AIM. Render as a Markdown table the lines from the one containing "Locate the potted" through the end, inclusive, with the columns Row and Entry giving a row number and the line. Skip blank lines.
──────── DATA EXTRACT
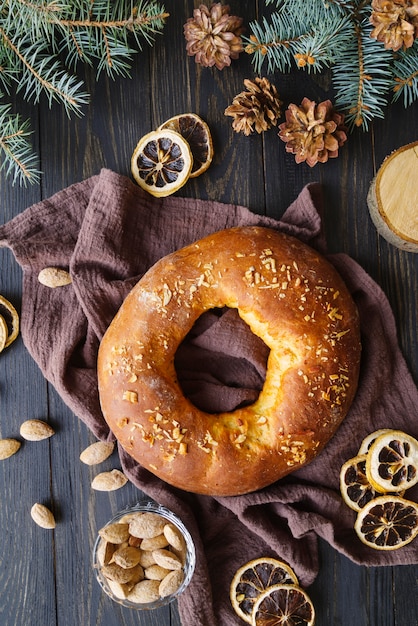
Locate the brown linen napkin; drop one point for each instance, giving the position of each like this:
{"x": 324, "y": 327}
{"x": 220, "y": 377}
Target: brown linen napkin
{"x": 108, "y": 232}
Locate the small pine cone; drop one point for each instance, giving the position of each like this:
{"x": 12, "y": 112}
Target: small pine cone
{"x": 257, "y": 109}
{"x": 213, "y": 36}
{"x": 395, "y": 22}
{"x": 313, "y": 132}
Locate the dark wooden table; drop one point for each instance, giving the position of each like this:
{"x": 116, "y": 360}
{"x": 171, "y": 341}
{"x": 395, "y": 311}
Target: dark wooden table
{"x": 46, "y": 577}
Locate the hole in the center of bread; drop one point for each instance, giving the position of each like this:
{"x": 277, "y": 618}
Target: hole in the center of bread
{"x": 221, "y": 365}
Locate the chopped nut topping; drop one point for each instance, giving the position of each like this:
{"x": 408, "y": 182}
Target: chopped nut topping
{"x": 130, "y": 396}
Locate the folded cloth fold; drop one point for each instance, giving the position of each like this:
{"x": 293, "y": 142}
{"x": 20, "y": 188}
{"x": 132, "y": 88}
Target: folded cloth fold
{"x": 107, "y": 232}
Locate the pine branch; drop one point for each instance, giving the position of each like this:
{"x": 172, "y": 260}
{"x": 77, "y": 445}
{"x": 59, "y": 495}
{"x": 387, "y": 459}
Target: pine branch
{"x": 34, "y": 34}
{"x": 103, "y": 36}
{"x": 41, "y": 74}
{"x": 405, "y": 75}
{"x": 361, "y": 79}
{"x": 18, "y": 160}
{"x": 318, "y": 34}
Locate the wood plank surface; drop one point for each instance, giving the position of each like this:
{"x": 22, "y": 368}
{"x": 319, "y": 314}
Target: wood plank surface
{"x": 46, "y": 578}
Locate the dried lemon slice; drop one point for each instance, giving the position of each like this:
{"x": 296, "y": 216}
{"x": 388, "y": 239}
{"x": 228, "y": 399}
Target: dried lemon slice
{"x": 284, "y": 605}
{"x": 162, "y": 162}
{"x": 392, "y": 462}
{"x": 197, "y": 134}
{"x": 254, "y": 578}
{"x": 355, "y": 488}
{"x": 4, "y": 332}
{"x": 14, "y": 320}
{"x": 387, "y": 523}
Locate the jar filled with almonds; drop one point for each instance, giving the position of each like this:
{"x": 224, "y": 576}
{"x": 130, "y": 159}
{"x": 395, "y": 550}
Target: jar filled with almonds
{"x": 144, "y": 557}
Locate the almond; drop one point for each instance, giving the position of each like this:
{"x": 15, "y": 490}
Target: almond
{"x": 147, "y": 525}
{"x": 174, "y": 536}
{"x": 154, "y": 543}
{"x": 115, "y": 533}
{"x": 156, "y": 572}
{"x": 42, "y": 516}
{"x": 97, "y": 452}
{"x": 171, "y": 583}
{"x": 109, "y": 481}
{"x": 166, "y": 559}
{"x": 127, "y": 556}
{"x": 115, "y": 572}
{"x": 54, "y": 277}
{"x": 36, "y": 430}
{"x": 145, "y": 591}
{"x": 8, "y": 447}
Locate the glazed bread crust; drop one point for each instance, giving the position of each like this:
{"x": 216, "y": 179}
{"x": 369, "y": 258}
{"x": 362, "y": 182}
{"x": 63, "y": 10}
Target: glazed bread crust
{"x": 293, "y": 299}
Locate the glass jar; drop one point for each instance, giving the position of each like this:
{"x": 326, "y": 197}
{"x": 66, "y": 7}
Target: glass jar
{"x": 168, "y": 579}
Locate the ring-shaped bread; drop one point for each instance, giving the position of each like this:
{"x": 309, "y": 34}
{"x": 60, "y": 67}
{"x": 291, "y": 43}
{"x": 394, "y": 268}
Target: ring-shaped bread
{"x": 292, "y": 298}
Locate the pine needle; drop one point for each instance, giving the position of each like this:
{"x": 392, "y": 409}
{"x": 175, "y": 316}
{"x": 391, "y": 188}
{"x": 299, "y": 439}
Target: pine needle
{"x": 34, "y": 39}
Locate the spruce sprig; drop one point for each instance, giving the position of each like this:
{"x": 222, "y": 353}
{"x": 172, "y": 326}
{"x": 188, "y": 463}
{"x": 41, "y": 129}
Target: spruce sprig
{"x": 318, "y": 34}
{"x": 18, "y": 161}
{"x": 35, "y": 37}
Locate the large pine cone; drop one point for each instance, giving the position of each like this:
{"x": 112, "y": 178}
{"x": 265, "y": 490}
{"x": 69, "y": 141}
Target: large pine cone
{"x": 257, "y": 109}
{"x": 395, "y": 22}
{"x": 313, "y": 132}
{"x": 213, "y": 36}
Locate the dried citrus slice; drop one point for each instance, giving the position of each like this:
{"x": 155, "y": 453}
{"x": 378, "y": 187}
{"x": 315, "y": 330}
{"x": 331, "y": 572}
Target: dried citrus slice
{"x": 254, "y": 578}
{"x": 8, "y": 306}
{"x": 197, "y": 134}
{"x": 371, "y": 438}
{"x": 354, "y": 485}
{"x": 392, "y": 462}
{"x": 4, "y": 332}
{"x": 162, "y": 162}
{"x": 283, "y": 605}
{"x": 387, "y": 522}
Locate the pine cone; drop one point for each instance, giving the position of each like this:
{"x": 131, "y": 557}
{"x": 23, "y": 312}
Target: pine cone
{"x": 256, "y": 109}
{"x": 313, "y": 132}
{"x": 213, "y": 36}
{"x": 395, "y": 22}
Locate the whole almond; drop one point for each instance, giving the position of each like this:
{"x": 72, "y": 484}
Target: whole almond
{"x": 145, "y": 591}
{"x": 4, "y": 333}
{"x": 127, "y": 556}
{"x": 105, "y": 552}
{"x": 109, "y": 481}
{"x": 36, "y": 430}
{"x": 119, "y": 591}
{"x": 147, "y": 525}
{"x": 42, "y": 516}
{"x": 54, "y": 277}
{"x": 8, "y": 447}
{"x": 97, "y": 452}
{"x": 154, "y": 543}
{"x": 146, "y": 559}
{"x": 115, "y": 533}
{"x": 174, "y": 536}
{"x": 166, "y": 559}
{"x": 115, "y": 572}
{"x": 171, "y": 583}
{"x": 156, "y": 572}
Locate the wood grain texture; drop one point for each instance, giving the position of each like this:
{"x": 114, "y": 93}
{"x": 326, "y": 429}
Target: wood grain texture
{"x": 46, "y": 578}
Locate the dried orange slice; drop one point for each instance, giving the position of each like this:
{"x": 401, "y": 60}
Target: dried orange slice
{"x": 14, "y": 317}
{"x": 162, "y": 162}
{"x": 387, "y": 522}
{"x": 392, "y": 462}
{"x": 283, "y": 605}
{"x": 253, "y": 578}
{"x": 197, "y": 134}
{"x": 4, "y": 332}
{"x": 355, "y": 488}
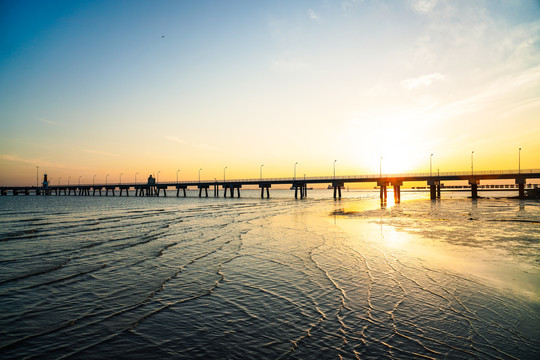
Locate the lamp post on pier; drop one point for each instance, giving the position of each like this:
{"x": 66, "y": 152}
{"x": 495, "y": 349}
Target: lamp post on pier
{"x": 519, "y": 161}
{"x": 472, "y": 163}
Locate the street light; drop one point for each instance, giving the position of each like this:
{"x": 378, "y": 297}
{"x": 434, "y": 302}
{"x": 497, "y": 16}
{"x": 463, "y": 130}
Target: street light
{"x": 472, "y": 163}
{"x": 519, "y": 161}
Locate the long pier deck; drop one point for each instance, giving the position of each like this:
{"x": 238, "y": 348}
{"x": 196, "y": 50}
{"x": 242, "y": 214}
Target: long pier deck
{"x": 300, "y": 185}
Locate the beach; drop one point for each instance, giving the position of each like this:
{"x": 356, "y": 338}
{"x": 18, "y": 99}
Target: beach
{"x": 273, "y": 278}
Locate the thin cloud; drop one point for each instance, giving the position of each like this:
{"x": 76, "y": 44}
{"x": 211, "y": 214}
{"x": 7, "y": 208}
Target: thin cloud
{"x": 47, "y": 121}
{"x": 312, "y": 15}
{"x": 175, "y": 139}
{"x": 421, "y": 81}
{"x": 40, "y": 162}
{"x": 205, "y": 147}
{"x": 423, "y": 6}
{"x": 99, "y": 152}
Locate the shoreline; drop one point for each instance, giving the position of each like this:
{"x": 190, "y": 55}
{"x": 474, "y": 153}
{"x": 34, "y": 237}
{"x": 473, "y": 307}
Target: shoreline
{"x": 491, "y": 266}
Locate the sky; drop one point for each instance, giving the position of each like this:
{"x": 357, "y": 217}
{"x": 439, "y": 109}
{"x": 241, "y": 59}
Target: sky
{"x": 93, "y": 88}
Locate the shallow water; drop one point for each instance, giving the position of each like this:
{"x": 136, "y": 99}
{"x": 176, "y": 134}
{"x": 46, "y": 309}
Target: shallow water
{"x": 275, "y": 278}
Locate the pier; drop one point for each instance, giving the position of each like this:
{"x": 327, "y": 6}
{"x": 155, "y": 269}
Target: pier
{"x": 232, "y": 188}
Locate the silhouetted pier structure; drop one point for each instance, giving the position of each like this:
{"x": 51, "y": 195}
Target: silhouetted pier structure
{"x": 300, "y": 187}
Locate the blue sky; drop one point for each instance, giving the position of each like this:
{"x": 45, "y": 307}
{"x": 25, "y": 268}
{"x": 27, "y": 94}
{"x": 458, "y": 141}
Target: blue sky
{"x": 92, "y": 88}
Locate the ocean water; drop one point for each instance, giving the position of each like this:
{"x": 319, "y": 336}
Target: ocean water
{"x": 103, "y": 277}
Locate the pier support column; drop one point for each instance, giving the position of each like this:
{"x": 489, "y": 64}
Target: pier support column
{"x": 263, "y": 187}
{"x": 474, "y": 188}
{"x": 521, "y": 185}
{"x": 205, "y": 188}
{"x": 383, "y": 191}
{"x": 432, "y": 192}
{"x": 337, "y": 189}
{"x": 178, "y": 187}
{"x": 434, "y": 189}
{"x": 397, "y": 190}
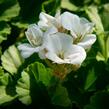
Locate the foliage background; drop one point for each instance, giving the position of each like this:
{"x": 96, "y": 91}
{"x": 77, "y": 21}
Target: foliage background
{"x": 29, "y": 83}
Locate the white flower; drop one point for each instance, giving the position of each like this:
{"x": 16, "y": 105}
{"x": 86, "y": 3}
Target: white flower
{"x": 59, "y": 49}
{"x": 35, "y": 37}
{"x": 46, "y": 21}
{"x": 80, "y": 29}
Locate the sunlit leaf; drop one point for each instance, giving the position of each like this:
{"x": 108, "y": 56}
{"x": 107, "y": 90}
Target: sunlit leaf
{"x": 23, "y": 88}
{"x": 4, "y": 81}
{"x": 10, "y": 12}
{"x": 4, "y": 31}
{"x": 11, "y": 59}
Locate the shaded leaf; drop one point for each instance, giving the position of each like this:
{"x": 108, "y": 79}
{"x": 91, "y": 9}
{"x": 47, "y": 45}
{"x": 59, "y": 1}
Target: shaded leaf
{"x": 91, "y": 78}
{"x": 99, "y": 101}
{"x": 60, "y": 97}
{"x": 41, "y": 73}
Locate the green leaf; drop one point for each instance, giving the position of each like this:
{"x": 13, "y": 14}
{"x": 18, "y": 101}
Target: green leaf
{"x": 41, "y": 73}
{"x": 29, "y": 10}
{"x": 60, "y": 97}
{"x": 91, "y": 78}
{"x": 11, "y": 59}
{"x": 4, "y": 31}
{"x": 4, "y": 93}
{"x": 4, "y": 97}
{"x": 66, "y": 4}
{"x": 99, "y": 101}
{"x": 29, "y": 83}
{"x": 10, "y": 12}
{"x": 23, "y": 88}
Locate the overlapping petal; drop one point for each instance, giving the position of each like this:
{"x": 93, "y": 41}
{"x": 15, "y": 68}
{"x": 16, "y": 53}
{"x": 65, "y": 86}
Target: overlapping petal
{"x": 59, "y": 49}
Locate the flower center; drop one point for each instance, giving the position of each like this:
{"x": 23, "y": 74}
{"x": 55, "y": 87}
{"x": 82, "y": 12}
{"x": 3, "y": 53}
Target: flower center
{"x": 61, "y": 55}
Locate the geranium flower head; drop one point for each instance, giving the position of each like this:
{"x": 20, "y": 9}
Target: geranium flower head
{"x": 60, "y": 50}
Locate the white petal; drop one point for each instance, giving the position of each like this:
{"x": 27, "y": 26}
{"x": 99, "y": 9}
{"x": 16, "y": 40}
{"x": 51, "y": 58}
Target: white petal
{"x": 75, "y": 55}
{"x": 27, "y": 50}
{"x": 87, "y": 41}
{"x": 50, "y": 31}
{"x": 86, "y": 26}
{"x": 70, "y": 21}
{"x": 45, "y": 21}
{"x": 52, "y": 56}
{"x": 34, "y": 35}
{"x": 58, "y": 42}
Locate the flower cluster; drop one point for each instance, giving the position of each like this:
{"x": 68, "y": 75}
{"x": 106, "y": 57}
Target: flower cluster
{"x": 63, "y": 39}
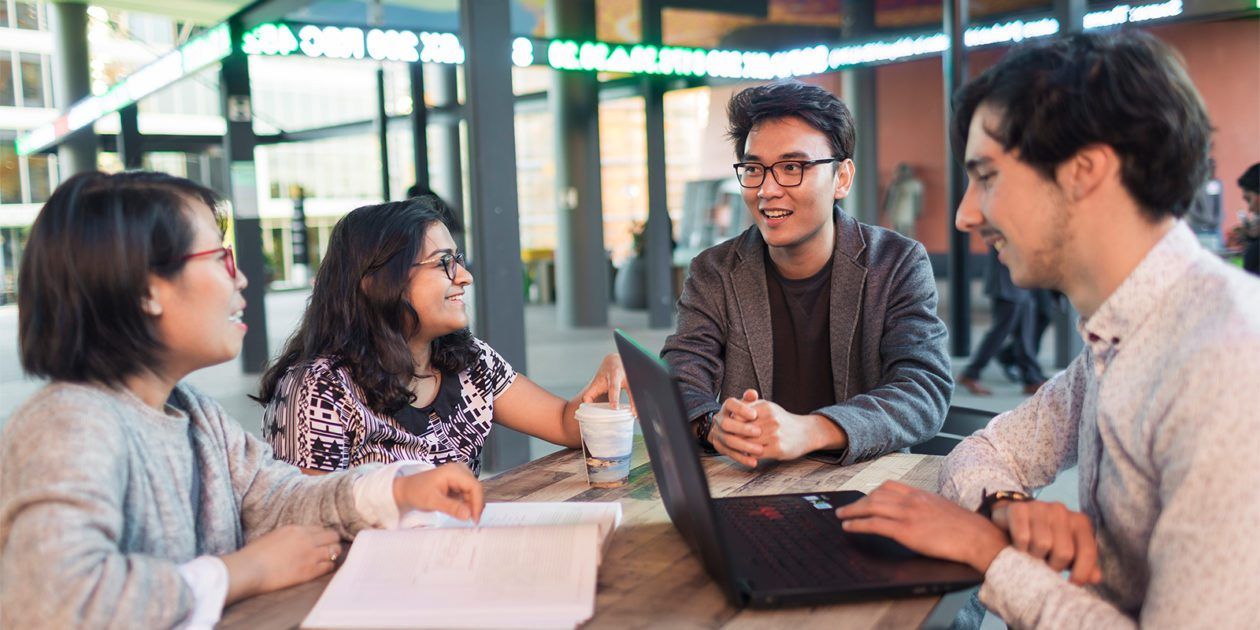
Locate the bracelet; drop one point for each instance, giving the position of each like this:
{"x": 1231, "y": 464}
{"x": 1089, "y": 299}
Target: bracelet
{"x": 992, "y": 499}
{"x": 703, "y": 425}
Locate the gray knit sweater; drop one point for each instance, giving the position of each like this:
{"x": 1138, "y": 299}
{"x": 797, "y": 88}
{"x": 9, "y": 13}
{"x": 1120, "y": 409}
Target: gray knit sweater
{"x": 96, "y": 508}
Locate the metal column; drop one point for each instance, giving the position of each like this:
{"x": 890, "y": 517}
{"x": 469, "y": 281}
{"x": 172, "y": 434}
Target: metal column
{"x": 499, "y": 287}
{"x": 418, "y": 125}
{"x": 130, "y": 141}
{"x": 450, "y": 185}
{"x": 382, "y": 125}
{"x": 581, "y": 265}
{"x": 954, "y": 62}
{"x": 238, "y": 143}
{"x": 858, "y": 86}
{"x": 859, "y": 95}
{"x": 1067, "y": 340}
{"x": 659, "y": 233}
{"x": 71, "y": 83}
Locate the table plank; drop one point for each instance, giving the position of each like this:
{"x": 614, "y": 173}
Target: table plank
{"x": 648, "y": 576}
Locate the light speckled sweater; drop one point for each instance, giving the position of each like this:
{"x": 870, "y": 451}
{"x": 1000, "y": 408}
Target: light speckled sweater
{"x": 1159, "y": 413}
{"x": 96, "y": 508}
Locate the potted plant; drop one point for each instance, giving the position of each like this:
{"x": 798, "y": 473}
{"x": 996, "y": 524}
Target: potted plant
{"x": 630, "y": 286}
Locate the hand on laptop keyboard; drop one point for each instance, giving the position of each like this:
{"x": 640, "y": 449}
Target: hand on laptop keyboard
{"x": 926, "y": 523}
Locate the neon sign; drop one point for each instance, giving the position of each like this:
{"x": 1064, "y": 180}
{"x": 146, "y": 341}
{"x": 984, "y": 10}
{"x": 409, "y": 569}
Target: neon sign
{"x": 562, "y": 54}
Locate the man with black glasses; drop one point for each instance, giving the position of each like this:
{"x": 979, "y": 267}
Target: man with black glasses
{"x": 810, "y": 333}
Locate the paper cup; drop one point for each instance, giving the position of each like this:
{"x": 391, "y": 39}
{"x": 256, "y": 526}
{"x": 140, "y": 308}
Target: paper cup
{"x": 607, "y": 437}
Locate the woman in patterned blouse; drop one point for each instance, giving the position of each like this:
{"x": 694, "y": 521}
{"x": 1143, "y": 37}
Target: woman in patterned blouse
{"x": 383, "y": 367}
────────────────
RESULT OF THIS TASK.
| Row | Entry |
|---|---|
| 1 | Locate the potted plant; drop one point for each instance, giving the position of each like this: |
| 2 | {"x": 798, "y": 473} |
| 3 | {"x": 996, "y": 524} |
| 4 | Target: potted plant |
| 5 | {"x": 630, "y": 286} |
| 6 | Locate the hand on laptop keyboard; drop one point for each instance, giving the position of each like this: |
| 7 | {"x": 640, "y": 449} |
| 8 | Target: hand on laptop keyboard |
| 9 | {"x": 926, "y": 523} |
| 10 | Locate the neon sign; drop one point for each instance, giving the position of each like this: |
| 11 | {"x": 1064, "y": 180} |
| 12 | {"x": 146, "y": 341} |
| 13 | {"x": 984, "y": 10} |
| 14 | {"x": 409, "y": 569} |
| 15 | Target: neon sign |
| 16 | {"x": 562, "y": 54} |
| 17 | Locate the man with black glasses; drop one point for each instance, giving the position of each like this: |
| 18 | {"x": 979, "y": 267} |
| 19 | Target: man with black glasses |
| 20 | {"x": 810, "y": 333} |
| 21 | Locate the paper cup; drop one point for each instance, giving the position of each like this: |
| 22 | {"x": 391, "y": 39} |
| 23 | {"x": 256, "y": 526} |
| 24 | {"x": 140, "y": 308} |
| 25 | Target: paper cup |
| 26 | {"x": 607, "y": 437} |
| 27 | Locate the woman in patterned blouse; drop one point for each instance, giving the position of each like this: |
| 28 | {"x": 694, "y": 521} |
| 29 | {"x": 1143, "y": 37} |
| 30 | Target: woman in patterned blouse |
| 31 | {"x": 383, "y": 367} |